Problems to solve:
**1.** Revise the TFX Interactive Context passage from "DATA_ROOT = '/Users/ukannika/work/imdb'" to "os.makedirs(PIPELINE_ROOT, exist_ok=True)", changing "DATA_ROOT" to "INPUT_DATA_ROOT".
**2.** Continue the TFX Interactive Context passage from the point where it stops.

Excerpted text:

TFX Interactive Context allows you to create and run TFX Components in an interactive mode. It is designed to support experimentation and development in a Jupyter Notebook environment. It is an experimental feature and major changes to interface and functionality are expected. When creating the interactive context you can specifiy the following parameters:

    pipeline_name - Optional name of the pipeline for ML Metadata tracking purposes. If not specified, a
                    name will be generated for you.
    pipeline_root - Optional path to the root of the pipeline's outputs. If not specified, an ephemeral 
                    temporary directory will be created and used.
    metadata_connection_config - Optional metadata_store_pb2.ConnectionConfig instance used to configure 
                                 connection to a ML Metadata connection. If not specified, an ephemeral
                                 SQLite MLMD connection contained in the pipeline_root directory with file 
                                 name "metadata.sqlite" will be used.

In [None]:
ARTIFACT_STORE = os.path.join(os.sep, 'Users', 'ukannika', 'work',  'artifact-store')
DATA_ROOT = '/Users/ukannika/work/imdb'

PIPELINE_NAME = 'tfx-pipeline-imdb-project'
PIPELINE_ROOT = os.path.join(ARTIFACT_STORE, PIPELINE_NAME, time.strftime("%Y%m%d_%H%M%S"))
os.makedirs(PIPELINE_ROOT, exist_ok=True)

context = InteractiveContext(
    pipeline_name=PIPELINE_NAME,
    pipeline_root=PIPELINE_ROOT,
    metadata_connection_config=None
)

In [None]:
SERVING_MODEL_DIR = os.path.join(os.sep, 'Users', 'ukannika', 'work',  'artifact-store', 'model-serving')

**ExampleGen:**

    The ExampleGen TFX Pipeline component ingests data into TFX pipelines.
    
    Input[Consumes]: Data from external data sources such as CSV, TFRecord, Avro, Parquet and BigQuery.
      Output[Emits]: tf.Example records, tf.SequenceExample records, or proto format, depending on the payload 
                     format. 


###### Data Preparation

ExampleGen components allows us to configure input settings (input_config) and output settings (output_config) for our dataset.

**Splitting Datasets:** Used when we want to evaluate our machine learning model during the training and test it during the model analysis step. Therefore, it is beneficial to split the dataset into the required subsets.

Rows:
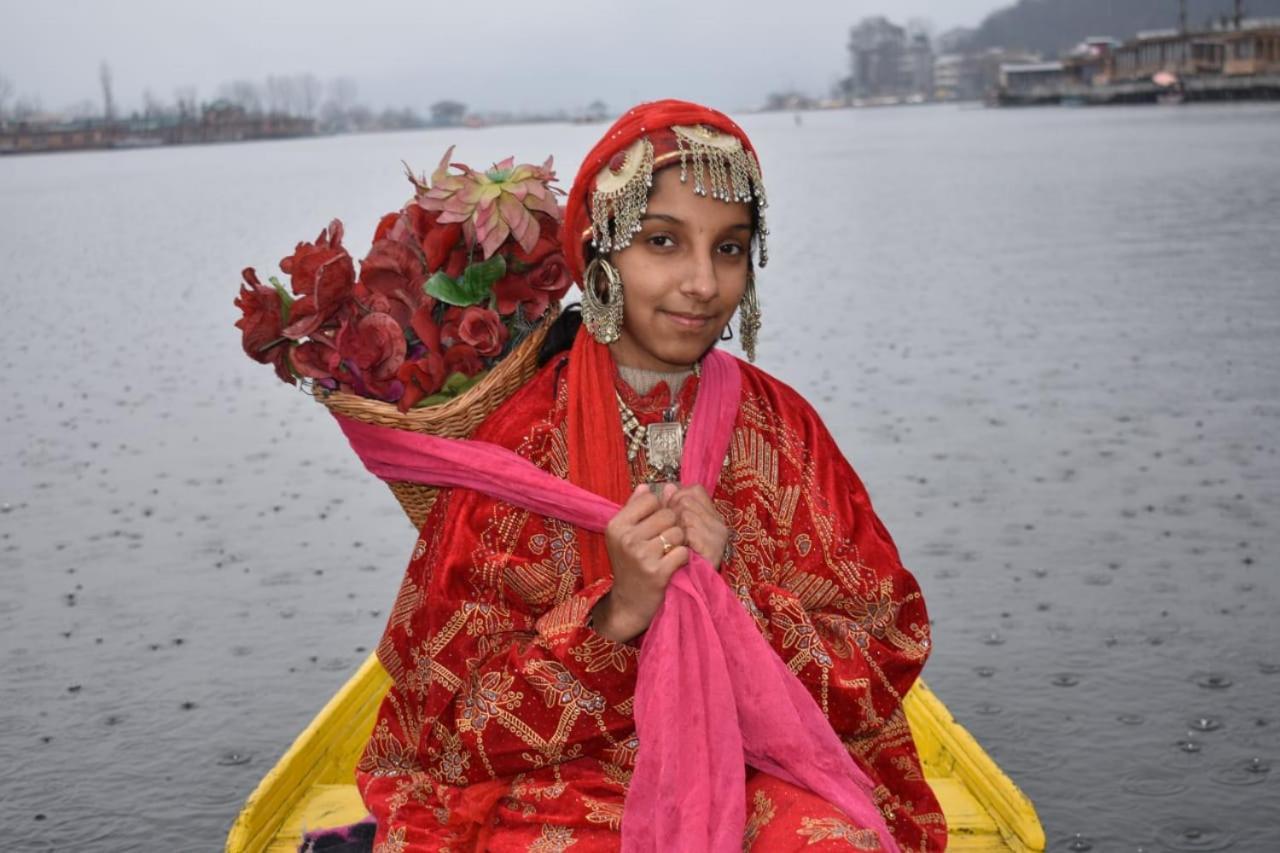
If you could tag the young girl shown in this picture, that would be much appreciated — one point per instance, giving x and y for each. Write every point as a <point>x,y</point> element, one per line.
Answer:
<point>513,641</point>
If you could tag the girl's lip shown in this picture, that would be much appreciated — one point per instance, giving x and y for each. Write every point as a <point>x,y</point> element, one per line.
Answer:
<point>689,320</point>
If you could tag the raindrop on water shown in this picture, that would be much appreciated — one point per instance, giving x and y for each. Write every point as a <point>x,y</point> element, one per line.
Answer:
<point>1079,843</point>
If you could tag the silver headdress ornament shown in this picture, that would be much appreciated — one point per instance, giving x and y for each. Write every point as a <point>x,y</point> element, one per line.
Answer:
<point>721,168</point>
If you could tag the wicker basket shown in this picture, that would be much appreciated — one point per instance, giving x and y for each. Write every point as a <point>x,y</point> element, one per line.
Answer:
<point>455,419</point>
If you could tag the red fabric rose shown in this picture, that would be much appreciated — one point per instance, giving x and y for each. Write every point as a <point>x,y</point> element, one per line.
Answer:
<point>483,329</point>
<point>373,350</point>
<point>385,224</point>
<point>307,259</point>
<point>516,290</point>
<point>440,245</point>
<point>551,277</point>
<point>462,357</point>
<point>315,359</point>
<point>394,270</point>
<point>421,378</point>
<point>548,242</point>
<point>328,299</point>
<point>263,336</point>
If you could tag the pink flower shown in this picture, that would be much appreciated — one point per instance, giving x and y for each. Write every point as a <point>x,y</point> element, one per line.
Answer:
<point>492,205</point>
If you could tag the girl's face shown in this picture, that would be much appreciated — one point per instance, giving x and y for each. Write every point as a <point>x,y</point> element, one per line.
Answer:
<point>682,276</point>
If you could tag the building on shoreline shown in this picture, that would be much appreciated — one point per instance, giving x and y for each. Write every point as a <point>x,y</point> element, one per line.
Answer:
<point>1164,65</point>
<point>218,122</point>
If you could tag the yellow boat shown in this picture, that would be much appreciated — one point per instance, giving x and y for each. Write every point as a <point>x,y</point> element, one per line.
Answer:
<point>312,785</point>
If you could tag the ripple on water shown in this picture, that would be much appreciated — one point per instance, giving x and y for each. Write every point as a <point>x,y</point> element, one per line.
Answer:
<point>1156,783</point>
<point>1212,680</point>
<point>1242,772</point>
<point>1193,836</point>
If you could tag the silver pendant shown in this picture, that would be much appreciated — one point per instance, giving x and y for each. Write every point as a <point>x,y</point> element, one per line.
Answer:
<point>666,446</point>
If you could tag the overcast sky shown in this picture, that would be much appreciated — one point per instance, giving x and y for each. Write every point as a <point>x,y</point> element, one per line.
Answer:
<point>496,54</point>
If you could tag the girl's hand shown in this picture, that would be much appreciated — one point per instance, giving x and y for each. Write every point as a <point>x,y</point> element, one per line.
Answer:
<point>641,564</point>
<point>705,530</point>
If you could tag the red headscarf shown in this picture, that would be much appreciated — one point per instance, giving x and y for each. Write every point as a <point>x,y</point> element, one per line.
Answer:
<point>639,121</point>
<point>597,455</point>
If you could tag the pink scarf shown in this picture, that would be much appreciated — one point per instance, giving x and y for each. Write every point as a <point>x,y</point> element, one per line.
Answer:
<point>712,696</point>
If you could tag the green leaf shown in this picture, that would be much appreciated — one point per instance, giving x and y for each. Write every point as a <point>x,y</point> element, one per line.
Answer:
<point>286,299</point>
<point>453,387</point>
<point>475,284</point>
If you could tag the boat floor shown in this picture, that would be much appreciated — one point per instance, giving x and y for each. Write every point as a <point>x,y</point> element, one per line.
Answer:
<point>969,825</point>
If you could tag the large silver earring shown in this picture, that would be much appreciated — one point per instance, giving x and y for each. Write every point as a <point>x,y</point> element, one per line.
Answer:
<point>602,319</point>
<point>749,318</point>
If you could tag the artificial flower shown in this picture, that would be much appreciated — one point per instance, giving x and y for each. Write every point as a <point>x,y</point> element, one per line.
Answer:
<point>492,205</point>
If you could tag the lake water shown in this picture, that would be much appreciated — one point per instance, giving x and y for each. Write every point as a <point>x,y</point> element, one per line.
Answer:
<point>1047,340</point>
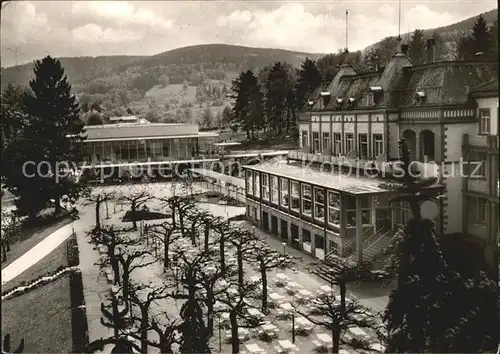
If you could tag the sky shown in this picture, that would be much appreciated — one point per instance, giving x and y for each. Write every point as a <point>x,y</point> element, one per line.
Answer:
<point>31,30</point>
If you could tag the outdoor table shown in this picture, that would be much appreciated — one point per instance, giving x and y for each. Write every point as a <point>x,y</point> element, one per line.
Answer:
<point>282,276</point>
<point>286,306</point>
<point>255,279</point>
<point>269,328</point>
<point>357,331</point>
<point>254,348</point>
<point>286,345</point>
<point>275,297</point>
<point>377,347</point>
<point>305,293</point>
<point>325,289</point>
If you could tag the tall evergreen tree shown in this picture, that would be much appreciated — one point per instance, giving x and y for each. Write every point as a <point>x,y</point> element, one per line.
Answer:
<point>52,139</point>
<point>308,80</point>
<point>433,309</point>
<point>417,47</point>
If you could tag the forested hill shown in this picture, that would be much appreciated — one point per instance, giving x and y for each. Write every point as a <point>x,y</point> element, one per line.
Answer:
<point>212,61</point>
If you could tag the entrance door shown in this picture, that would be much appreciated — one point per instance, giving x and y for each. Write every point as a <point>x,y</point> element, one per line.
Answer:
<point>382,220</point>
<point>295,236</point>
<point>284,230</point>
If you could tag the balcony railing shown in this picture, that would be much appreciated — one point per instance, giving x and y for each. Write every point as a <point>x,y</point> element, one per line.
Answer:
<point>340,160</point>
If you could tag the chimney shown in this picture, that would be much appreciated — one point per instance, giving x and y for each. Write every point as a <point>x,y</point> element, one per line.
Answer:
<point>404,49</point>
<point>431,52</point>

Solved problems:
**1.**
INPUT_DATA_ROOT = '/Users/ukannika/work/imdb'

PIPELINE_NAME = 'tfx-pipeline-imdb-project'
PIPELINE_ROOT = os.path.join(ARTIFACT_STORE, PIPELINE_NAME, time.strftime("%Y%m%d_%H%M%S"))
os.makedirs(PIPELINE_ROOT, exist_ok=True)

**2.**
<code> output = example_gen_pb2.Output(
            split_config=example_gen_pb2.SplitConfig(splits=[ 
            example_gen_pb2.SplitConfig.Split(name='train', hash_buckets=6), 
            example_gen_pb2.SplitConfig.Split(name='eval', hash_buckets=2),
            example_gen_pb2.SplitConfig.Split(name='test', hash_buckets=2)
        ]))

    examples = external_input(os.path.join(base_dir, data_dir))
    example_gen = CsvExampleGen(input=examples, output_config=output) 
</code>


**Spanning Datasets:** One of the significant use cases for machine learning pipelines is that we can update our machine learning models when new data becomes available. For this scenario, the ExampleGen component allows us to use spans. Think of a span as a snapshot of data. Every hour, day, or week, a batch extract, transform, load (ETL) process could make such a data snapshot and create a new span.

<code> input = example_gen_pb2.Input(splits=[
                example_gen_pb2.Input.Split(pattern='export-{SPAN}/*')])
    
       examples = external_input(os.path.join(base_dir, data_dir))
       example_gen = CsvExampleGen(input=examples, input_config=input)
       context.run(example_gen)
</code>

In [None]:
# Configure and run CsvExampleGen. 
# The component is configured to split the input data into two splits - train and eval - using 4:1 ratio.
output_config = example_gen_pb2.Output(
    split_config=example_gen_pb2.SplitConfig(splits=[
        example_gen_pb2.SplitConfig.Split(name='train', hash_buckets=9),
        example_gen_pb2.SplitConfig.Split(name='eval', hash_buckets=1)
    ]))


example_gen = tfx.components.CsvExampleGen(
    input_base=DATA_ROOT,
    output_config=output_config
)

In [None]:
# Use InteractiveContext to run it locally on notebook.
context.run(example_gen)

###### Examine the ingested data


In [None]:
examples_uri = example_gen.outputs['examples'].get()[0].uri
tfrecord_filenames = [os.path.join(examples_uri, 'train', name)
                      for name in os.listdir(os.path.join(examples_uri, 'train'))]
dataset = tf.data.TFRecordDataset(tfrecord_filenames, compression_type="GZIP")
for tfrecord in dataset.take(2):
    example = tf.train.Example()
    example.ParseFromString(tfrecord.numpy())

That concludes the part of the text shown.